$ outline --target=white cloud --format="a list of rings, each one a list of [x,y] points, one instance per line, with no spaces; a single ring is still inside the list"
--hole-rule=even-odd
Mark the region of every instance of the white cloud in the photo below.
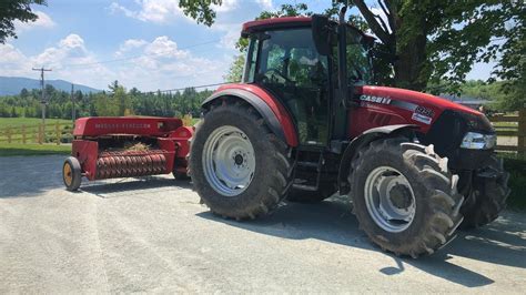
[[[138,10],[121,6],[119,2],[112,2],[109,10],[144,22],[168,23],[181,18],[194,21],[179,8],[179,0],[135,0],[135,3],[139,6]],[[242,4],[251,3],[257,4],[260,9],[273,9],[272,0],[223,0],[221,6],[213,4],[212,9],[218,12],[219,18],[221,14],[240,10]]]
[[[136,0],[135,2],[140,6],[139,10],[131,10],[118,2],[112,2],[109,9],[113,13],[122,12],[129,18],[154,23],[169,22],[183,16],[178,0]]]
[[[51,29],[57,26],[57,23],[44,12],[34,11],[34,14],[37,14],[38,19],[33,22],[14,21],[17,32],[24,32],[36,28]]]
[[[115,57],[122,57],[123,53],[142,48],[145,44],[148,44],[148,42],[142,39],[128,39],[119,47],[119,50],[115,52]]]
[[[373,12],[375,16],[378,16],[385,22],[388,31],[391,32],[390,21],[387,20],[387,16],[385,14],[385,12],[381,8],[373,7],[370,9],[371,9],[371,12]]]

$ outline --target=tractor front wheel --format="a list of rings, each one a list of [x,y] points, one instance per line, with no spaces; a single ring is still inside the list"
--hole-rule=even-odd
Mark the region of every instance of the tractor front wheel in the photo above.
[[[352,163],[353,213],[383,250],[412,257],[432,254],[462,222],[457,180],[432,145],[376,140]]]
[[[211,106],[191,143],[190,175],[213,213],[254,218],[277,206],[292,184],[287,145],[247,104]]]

* * *

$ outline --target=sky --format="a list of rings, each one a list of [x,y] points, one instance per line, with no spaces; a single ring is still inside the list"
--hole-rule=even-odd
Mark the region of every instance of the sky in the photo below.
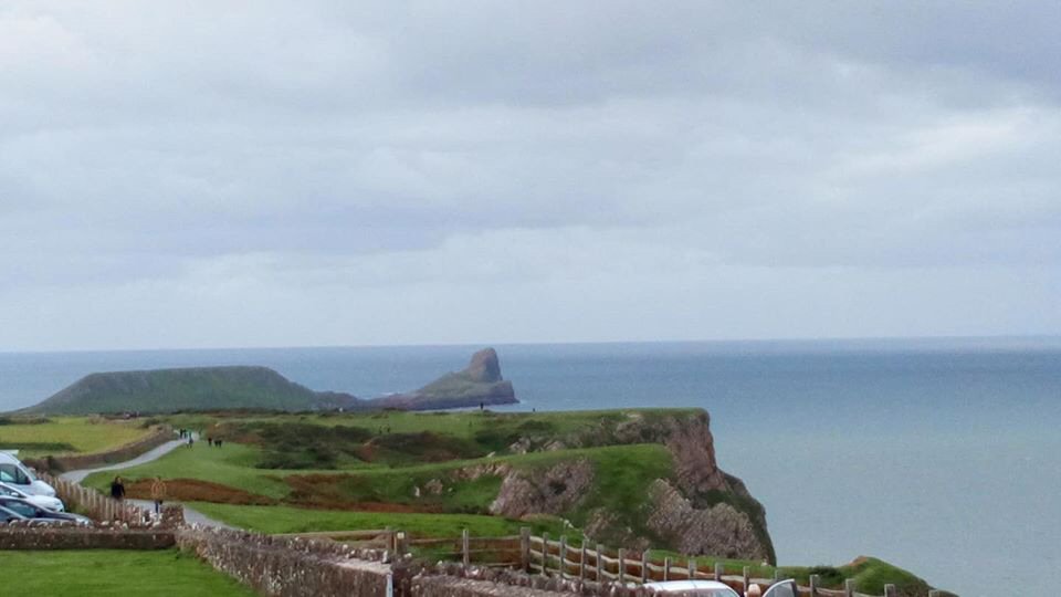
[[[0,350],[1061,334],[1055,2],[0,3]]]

Short problem: Rewrite the data from the line with "outline --target=white cloud" up to and including the line with "Mark the region of every instance of the white", replacing "even-odd" with "nonzero" and keeping everything else unchanged. Give only those lines.

Output for this exercise:
$ outline --target=white cloud --format="a list of rings, each one a list of [x,y] points, one instance per line, with no spaces; a single ring is still inside the list"
--hole-rule=nonzero
Mark the region of every instance of the white cloud in the photo below.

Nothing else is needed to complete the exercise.